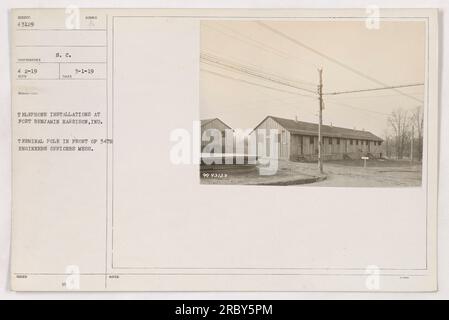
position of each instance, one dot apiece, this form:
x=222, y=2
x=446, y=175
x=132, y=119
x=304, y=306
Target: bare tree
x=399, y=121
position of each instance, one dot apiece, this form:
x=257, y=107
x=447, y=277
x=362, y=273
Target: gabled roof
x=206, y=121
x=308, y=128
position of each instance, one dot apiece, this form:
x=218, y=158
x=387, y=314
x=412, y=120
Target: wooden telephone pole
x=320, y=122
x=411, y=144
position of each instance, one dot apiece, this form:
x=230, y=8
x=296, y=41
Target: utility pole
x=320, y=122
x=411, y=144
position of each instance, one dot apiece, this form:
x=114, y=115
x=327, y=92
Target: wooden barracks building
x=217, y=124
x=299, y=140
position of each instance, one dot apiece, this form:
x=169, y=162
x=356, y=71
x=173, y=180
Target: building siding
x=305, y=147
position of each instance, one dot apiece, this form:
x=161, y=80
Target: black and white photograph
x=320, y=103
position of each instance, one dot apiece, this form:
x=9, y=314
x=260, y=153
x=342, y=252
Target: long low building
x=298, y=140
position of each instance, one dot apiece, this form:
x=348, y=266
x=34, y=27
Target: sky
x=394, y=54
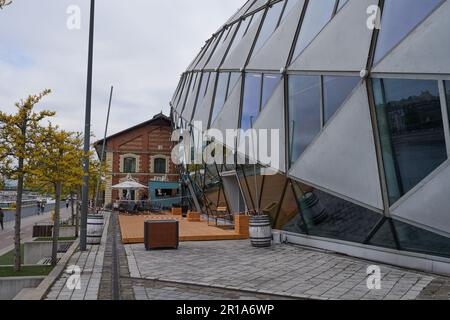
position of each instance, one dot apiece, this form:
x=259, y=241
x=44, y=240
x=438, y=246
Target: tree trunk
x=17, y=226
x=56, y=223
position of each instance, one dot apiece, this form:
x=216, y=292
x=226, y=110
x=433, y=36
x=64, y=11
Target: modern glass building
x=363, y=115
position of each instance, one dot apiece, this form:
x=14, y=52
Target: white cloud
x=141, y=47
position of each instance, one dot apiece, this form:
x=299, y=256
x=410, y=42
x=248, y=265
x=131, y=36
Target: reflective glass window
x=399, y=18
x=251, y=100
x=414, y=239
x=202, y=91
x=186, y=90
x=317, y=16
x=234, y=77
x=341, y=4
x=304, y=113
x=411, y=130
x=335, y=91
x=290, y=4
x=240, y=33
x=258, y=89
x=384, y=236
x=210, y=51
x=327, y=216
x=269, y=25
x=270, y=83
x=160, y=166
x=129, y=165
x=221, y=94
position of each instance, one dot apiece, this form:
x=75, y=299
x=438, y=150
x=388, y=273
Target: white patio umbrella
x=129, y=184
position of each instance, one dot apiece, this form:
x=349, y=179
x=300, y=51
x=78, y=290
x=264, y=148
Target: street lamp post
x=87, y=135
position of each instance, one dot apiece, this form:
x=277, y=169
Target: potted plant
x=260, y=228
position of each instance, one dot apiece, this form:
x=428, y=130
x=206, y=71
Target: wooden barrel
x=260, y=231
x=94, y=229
*-*-*
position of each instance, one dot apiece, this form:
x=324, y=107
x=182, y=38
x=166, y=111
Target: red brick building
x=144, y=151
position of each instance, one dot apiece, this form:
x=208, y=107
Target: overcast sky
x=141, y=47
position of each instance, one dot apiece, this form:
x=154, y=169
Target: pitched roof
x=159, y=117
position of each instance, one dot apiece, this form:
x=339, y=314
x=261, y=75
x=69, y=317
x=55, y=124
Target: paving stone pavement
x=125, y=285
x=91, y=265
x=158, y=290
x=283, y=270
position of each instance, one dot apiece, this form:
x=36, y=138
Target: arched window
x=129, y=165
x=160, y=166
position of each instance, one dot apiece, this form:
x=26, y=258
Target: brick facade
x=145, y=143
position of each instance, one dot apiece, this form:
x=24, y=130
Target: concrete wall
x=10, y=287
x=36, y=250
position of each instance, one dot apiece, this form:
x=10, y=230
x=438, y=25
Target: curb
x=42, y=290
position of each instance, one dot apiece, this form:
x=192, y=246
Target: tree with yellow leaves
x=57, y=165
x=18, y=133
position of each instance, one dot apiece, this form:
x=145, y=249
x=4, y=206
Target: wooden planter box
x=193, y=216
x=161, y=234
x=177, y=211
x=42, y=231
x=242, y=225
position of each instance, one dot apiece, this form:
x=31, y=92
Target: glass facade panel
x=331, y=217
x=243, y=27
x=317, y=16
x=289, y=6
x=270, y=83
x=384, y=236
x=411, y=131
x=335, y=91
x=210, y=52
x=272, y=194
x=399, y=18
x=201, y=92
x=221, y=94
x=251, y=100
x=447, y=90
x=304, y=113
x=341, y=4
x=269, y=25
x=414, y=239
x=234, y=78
*-*-*
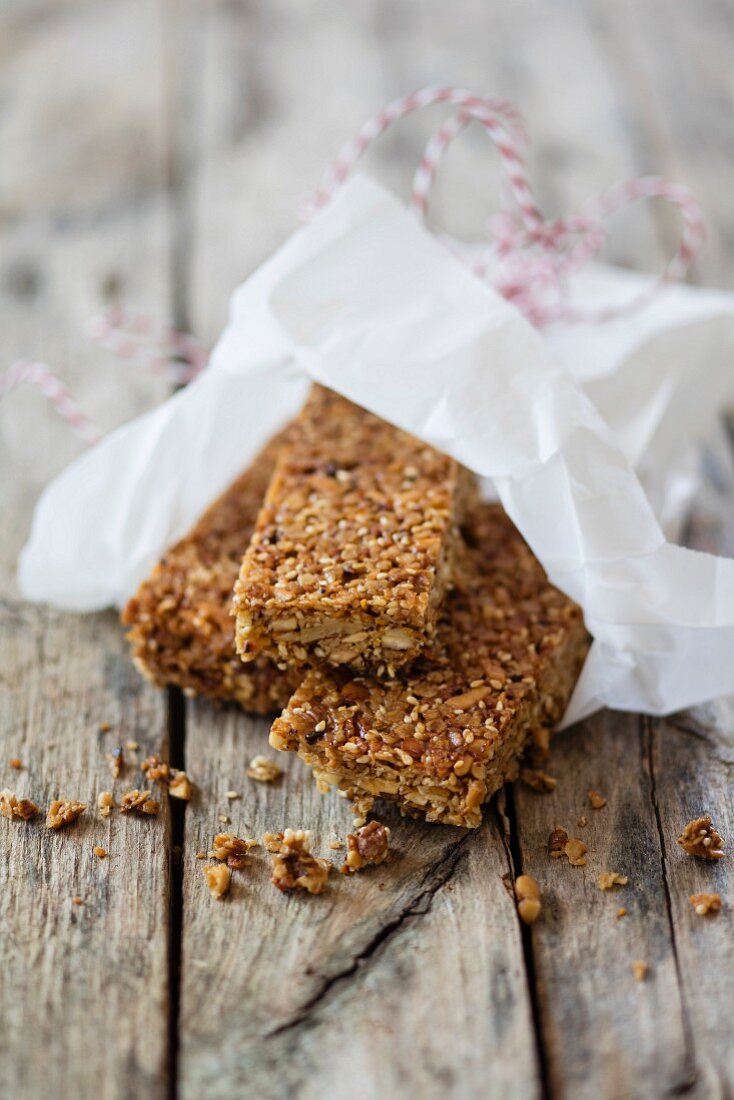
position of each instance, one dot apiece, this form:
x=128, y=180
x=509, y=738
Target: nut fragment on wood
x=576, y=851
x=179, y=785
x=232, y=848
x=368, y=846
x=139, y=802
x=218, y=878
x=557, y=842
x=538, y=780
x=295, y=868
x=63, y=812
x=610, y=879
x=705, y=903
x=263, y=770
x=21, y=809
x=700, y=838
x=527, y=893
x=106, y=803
*-*-*
**作業内容:** 上のデータから、文字列"wooden"を含む行をすべて集めてください。大文字と小文字は区別します。

**完全な回答:**
Target: wooden telephone pole
Target: wooden barracks building
Target: wooden barrel
Target: wooden planter box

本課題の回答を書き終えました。